=== REQUEST ===
Reproduce every entry exactly.

------------------------------------------------

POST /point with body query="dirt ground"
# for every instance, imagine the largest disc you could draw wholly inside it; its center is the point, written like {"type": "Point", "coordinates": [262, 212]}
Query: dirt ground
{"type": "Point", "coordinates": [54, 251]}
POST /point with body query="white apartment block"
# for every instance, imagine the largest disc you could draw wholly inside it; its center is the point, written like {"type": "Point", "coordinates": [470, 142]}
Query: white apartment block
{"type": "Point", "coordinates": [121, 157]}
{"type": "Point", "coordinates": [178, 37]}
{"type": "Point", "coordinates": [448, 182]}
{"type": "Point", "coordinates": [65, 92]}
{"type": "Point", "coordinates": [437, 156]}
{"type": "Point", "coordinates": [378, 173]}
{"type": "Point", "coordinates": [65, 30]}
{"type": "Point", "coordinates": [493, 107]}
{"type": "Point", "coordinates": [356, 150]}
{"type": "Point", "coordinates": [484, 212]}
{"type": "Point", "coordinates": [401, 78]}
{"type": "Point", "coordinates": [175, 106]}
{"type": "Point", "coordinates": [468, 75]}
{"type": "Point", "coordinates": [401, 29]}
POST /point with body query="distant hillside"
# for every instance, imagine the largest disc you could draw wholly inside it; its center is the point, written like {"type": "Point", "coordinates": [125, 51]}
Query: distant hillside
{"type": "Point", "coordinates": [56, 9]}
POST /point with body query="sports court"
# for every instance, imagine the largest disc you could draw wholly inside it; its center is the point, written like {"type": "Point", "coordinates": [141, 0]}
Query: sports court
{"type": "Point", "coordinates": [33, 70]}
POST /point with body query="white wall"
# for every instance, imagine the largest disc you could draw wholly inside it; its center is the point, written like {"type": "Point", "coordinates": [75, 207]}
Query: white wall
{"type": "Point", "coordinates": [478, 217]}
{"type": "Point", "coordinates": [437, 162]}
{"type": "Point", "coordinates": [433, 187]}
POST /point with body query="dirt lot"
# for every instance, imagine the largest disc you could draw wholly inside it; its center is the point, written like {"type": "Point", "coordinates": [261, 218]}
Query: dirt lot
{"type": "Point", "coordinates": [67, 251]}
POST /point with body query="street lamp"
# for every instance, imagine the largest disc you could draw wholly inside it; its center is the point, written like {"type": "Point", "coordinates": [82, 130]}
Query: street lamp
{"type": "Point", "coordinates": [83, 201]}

------------------------------------------------

=== TASK RESULT ===
POST /point with body query="dirt ground"
# for every instance, imagine the largest disc you could draw wholly inside it; its center is the point, written like {"type": "Point", "coordinates": [262, 212]}
Query: dirt ground
{"type": "Point", "coordinates": [54, 251]}
POST /point with body query="white apartment block"
# for every instance, imagine the largest disc you could draw wholly inside it; its center is the point, written like {"type": "Point", "coordinates": [470, 142]}
Query: white apartment block
{"type": "Point", "coordinates": [121, 157]}
{"type": "Point", "coordinates": [178, 37]}
{"type": "Point", "coordinates": [448, 182]}
{"type": "Point", "coordinates": [65, 92]}
{"type": "Point", "coordinates": [437, 156]}
{"type": "Point", "coordinates": [378, 173]}
{"type": "Point", "coordinates": [65, 30]}
{"type": "Point", "coordinates": [493, 107]}
{"type": "Point", "coordinates": [356, 150]}
{"type": "Point", "coordinates": [484, 212]}
{"type": "Point", "coordinates": [401, 78]}
{"type": "Point", "coordinates": [175, 106]}
{"type": "Point", "coordinates": [468, 75]}
{"type": "Point", "coordinates": [401, 29]}
POST /point with body query="distant hillside"
# for every instance, imagine the largest disc you could draw wholly inside it; its center is the point, written like {"type": "Point", "coordinates": [125, 51]}
Query: distant hillside
{"type": "Point", "coordinates": [56, 9]}
POST /point with body query="sports court"
# for every instance, imagine the largest disc you could draw wholly inside it; its center is the point, written like {"type": "Point", "coordinates": [141, 0]}
Query: sports court
{"type": "Point", "coordinates": [33, 70]}
POST /point with body query="white wall"
# for every instance, imagine the largest disc you could draw wholly inside it; its center is the point, written like {"type": "Point", "coordinates": [75, 207]}
Query: white wall
{"type": "Point", "coordinates": [478, 217]}
{"type": "Point", "coordinates": [437, 162]}
{"type": "Point", "coordinates": [433, 187]}
POST /point with body query="dirt lot"
# for every instance, imagine the largest disc you could draw wholly inside it; its center is the point, written like {"type": "Point", "coordinates": [261, 218]}
Query: dirt lot
{"type": "Point", "coordinates": [67, 251]}
POST /point with body query="street lamp"
# for every instance, imagine the largest disc you could draw wholly inside it; its center is the point, written like {"type": "Point", "coordinates": [82, 130]}
Query: street lamp
{"type": "Point", "coordinates": [83, 201]}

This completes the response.